**EXCERPT TO READ:**
By Jonathan Isted and Emily Holland
The 2018 Corporate Human Rights Benchmark (CHRB) – a private sector-led initiative that aims to furnish a comparative, annual snapshot of large, listed companies’ performance on human rights – is underway. Yesterday, the CHRB released a report offering observations on the 2017 pilot and the revised methodology, as well as detailed case studies and perspectives from companies, investors and other stakeholders, including Freshfields. Here are five key takeaways.
Corporate uptake is evident but uneven
While some benchmarked companies are focusing increased attention on issues relating to human rights performance (primarily at the corporate level) and reporting changes, a number of benchmarked companies have yet to engage with the CHRB or respond to a letter from an investor coalition representing $5 trillion in assets that has endorsed the Benchmark. For companies that are participating, increasing business transparency on human rights issues and improving the quality of external reporting are top of mind; securing leadership from the top and implementing policy and process changes continue to prove challenging.
Investor interest is growing but use is limited
Encouraging investors to consider the social cost of investing has long been a CHRB goal. While some investors are using the CHRB rankings and underlying research in their ESG analyses and engagements with portfolio companies, including at the board level, the limited dataset available – both in terms of the number of companies and sectors being assessed, and also the fact that results are of relatively recent vintage – restricts the CHRB’s integration across the investment process. The Benchmark is cooperating with ratings agencies to improve the quality of existing, paid-for human rights indicators in products used for fund management and capital allocation purposes.
Broader impacts still being realized
Although it is early days, evidence suggests that the Benchmark’s impact – predicted to be significant – is growing. The CHRB has been used to develop at least one regional benchmark. Some companies not included in the Benchmark due to size, sector, private ownership structure or otherwise have nonetheless employed the tool to assess their probable performance against indicators and themes. Most significantly, the UK government’s report to the Joint Committee on Human Rights last December concerning the revision of the UK National Action Plan (NAP) endorses the CHRB as a useful tool in identifying businesses that are taking human rights due diligence seriously. It cites the CHRB as one of the sources it will employ – a list that includes the UN Guiding Principles Reporting Framework and other countries’ NAPs – to inform the next iteration of the UK NAP in 2020.

**SET TASKS:**
A – Repeat the benchmark article word for word, everything from "Investor interest is" down to "capital allocation purposes.".
B – Turn the paragraph of the benchmark article that opens "Encouraging investors to consider" into a short bulleted list that keeps its main facts.
Rely only on the benchmark article and bring in nothing from outside it.

**PROVIDED MATERIAL:**
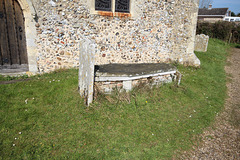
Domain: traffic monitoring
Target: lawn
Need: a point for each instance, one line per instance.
(45, 118)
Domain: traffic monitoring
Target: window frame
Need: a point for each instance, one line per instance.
(113, 11)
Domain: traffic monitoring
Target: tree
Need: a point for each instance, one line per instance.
(205, 3)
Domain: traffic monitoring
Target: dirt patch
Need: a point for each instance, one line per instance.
(222, 140)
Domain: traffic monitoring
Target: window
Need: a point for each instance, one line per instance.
(122, 6)
(103, 5)
(113, 5)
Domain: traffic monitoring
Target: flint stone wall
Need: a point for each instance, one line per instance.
(155, 31)
(201, 43)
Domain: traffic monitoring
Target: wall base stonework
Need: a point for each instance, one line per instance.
(153, 32)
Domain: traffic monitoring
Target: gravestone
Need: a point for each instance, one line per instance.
(86, 70)
(201, 43)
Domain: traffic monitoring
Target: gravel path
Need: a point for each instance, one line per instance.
(222, 140)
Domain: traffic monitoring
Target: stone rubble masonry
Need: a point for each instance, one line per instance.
(154, 31)
(201, 43)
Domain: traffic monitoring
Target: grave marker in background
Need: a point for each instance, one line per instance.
(86, 70)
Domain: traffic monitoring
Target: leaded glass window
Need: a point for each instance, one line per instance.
(103, 5)
(122, 6)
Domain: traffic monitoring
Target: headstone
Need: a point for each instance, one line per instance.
(201, 43)
(86, 70)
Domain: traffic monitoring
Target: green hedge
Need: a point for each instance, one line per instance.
(227, 31)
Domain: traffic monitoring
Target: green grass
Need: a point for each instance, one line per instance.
(143, 124)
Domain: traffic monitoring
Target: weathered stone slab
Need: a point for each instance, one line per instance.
(126, 76)
(86, 70)
(201, 43)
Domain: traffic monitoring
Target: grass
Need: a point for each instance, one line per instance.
(45, 117)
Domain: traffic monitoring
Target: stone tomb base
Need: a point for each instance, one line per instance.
(126, 76)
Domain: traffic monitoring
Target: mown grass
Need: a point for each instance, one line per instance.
(45, 117)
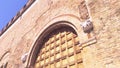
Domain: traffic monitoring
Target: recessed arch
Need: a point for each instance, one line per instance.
(61, 21)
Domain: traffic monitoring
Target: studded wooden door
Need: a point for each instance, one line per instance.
(60, 50)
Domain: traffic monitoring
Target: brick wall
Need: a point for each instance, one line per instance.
(20, 37)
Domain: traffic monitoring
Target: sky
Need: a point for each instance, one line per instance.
(8, 9)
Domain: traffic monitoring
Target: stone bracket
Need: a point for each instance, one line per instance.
(88, 41)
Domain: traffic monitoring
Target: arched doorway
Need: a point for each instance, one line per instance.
(59, 50)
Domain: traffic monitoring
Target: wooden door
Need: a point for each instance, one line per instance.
(60, 50)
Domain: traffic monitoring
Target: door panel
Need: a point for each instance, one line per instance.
(60, 50)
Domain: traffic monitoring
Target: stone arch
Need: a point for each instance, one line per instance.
(63, 20)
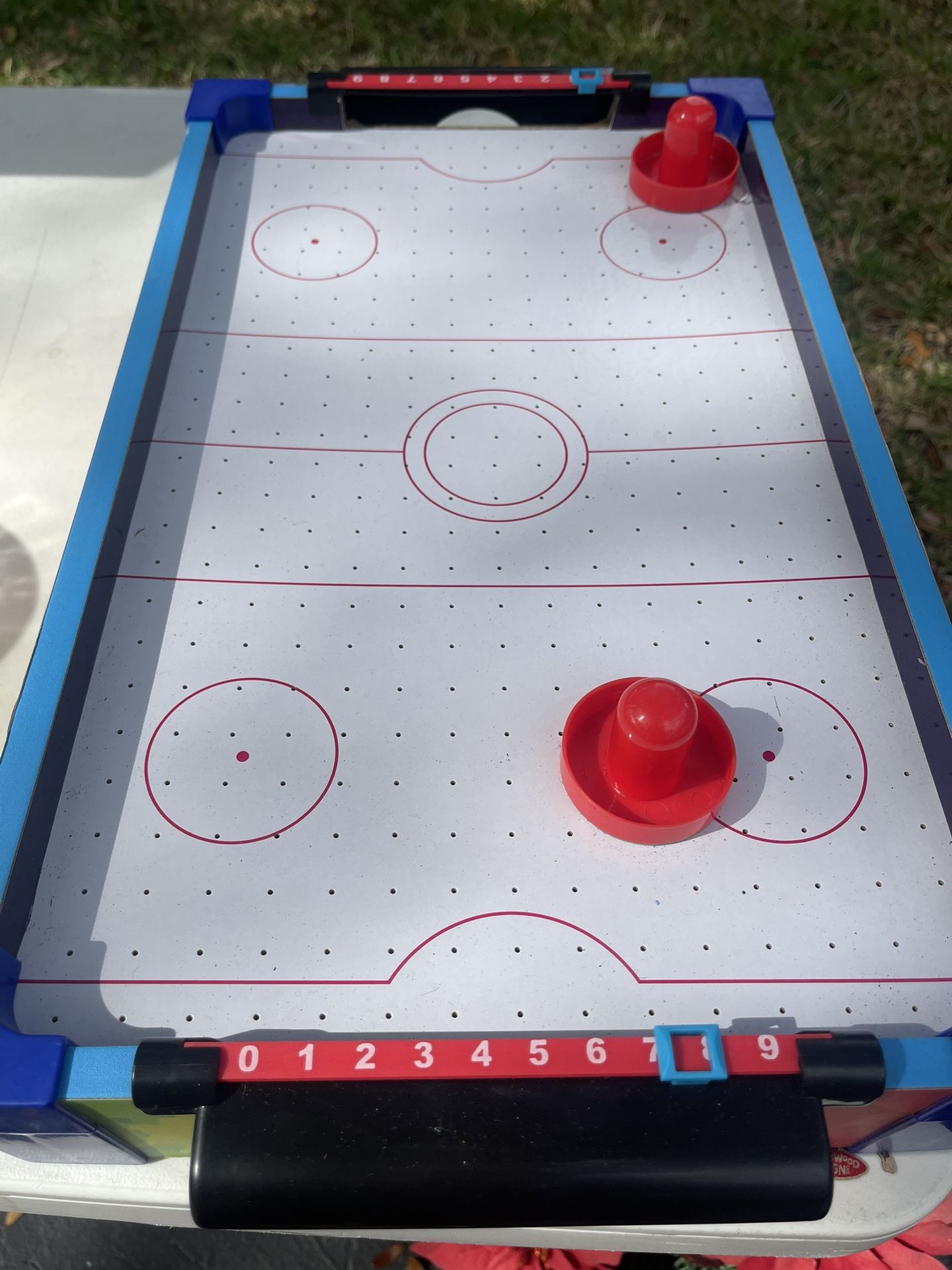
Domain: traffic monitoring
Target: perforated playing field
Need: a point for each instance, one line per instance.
(452, 431)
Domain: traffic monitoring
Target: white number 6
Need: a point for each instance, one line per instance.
(596, 1049)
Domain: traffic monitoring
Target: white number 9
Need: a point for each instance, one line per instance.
(770, 1047)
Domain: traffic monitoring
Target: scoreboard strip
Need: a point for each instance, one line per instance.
(469, 81)
(494, 1058)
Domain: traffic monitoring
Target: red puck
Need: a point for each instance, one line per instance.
(687, 168)
(647, 760)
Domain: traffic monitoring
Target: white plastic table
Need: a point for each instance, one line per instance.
(83, 178)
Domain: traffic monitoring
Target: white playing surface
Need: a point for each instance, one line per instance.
(454, 432)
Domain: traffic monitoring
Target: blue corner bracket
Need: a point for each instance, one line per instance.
(30, 1068)
(738, 101)
(231, 107)
(714, 1052)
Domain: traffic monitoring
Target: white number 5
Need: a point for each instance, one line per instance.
(539, 1054)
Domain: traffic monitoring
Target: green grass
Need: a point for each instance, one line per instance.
(861, 88)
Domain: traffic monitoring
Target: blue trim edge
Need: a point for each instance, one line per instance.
(33, 715)
(231, 107)
(909, 560)
(98, 1072)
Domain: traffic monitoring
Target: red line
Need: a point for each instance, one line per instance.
(498, 586)
(426, 163)
(354, 450)
(734, 444)
(487, 339)
(239, 444)
(444, 930)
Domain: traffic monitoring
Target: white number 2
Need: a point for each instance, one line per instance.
(770, 1047)
(539, 1054)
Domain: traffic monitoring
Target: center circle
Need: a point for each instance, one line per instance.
(208, 792)
(314, 243)
(495, 455)
(506, 446)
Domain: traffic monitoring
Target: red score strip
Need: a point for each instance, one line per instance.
(495, 1057)
(465, 80)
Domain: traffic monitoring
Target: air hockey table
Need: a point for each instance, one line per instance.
(426, 427)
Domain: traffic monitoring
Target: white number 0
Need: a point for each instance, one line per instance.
(596, 1049)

**ANSWERS TO THE EXERCISE:**
A –
Investor interest is growing but use is limited
Encouraging investors to consider the social cost of investing has long been a CHRB goal. While some investors are using the CHRB rankings and underlying research in their ESG analyses and engagements with portfolio companies, including at the board level, the limited dataset available – both in terms of the number of companies and sectors being assessed, and also the fact that results are of relatively recent vintage – restricts the CHRB’s integration across the investment process. The Benchmark is cooperating with ratings agencies to improve the quality of existing, paid-for human rights indicators in products used for fund management and capital allocation purposes.

B –
- Getting investors to consider the social cost of investing has long been a CHRB goal.
- Some investors use the CHRB rankings and research in their ESG analyses and in engagements with portfolio companies, including at the board level.
- A limited dataset restricts the CHRB's integration across the investment process: few companies and sectors are assessed, and the results are relatively recent.
- The Benchmark is working with ratings agencies to improve existing paid-for human rights indicators in products used for fund management and capital allocation.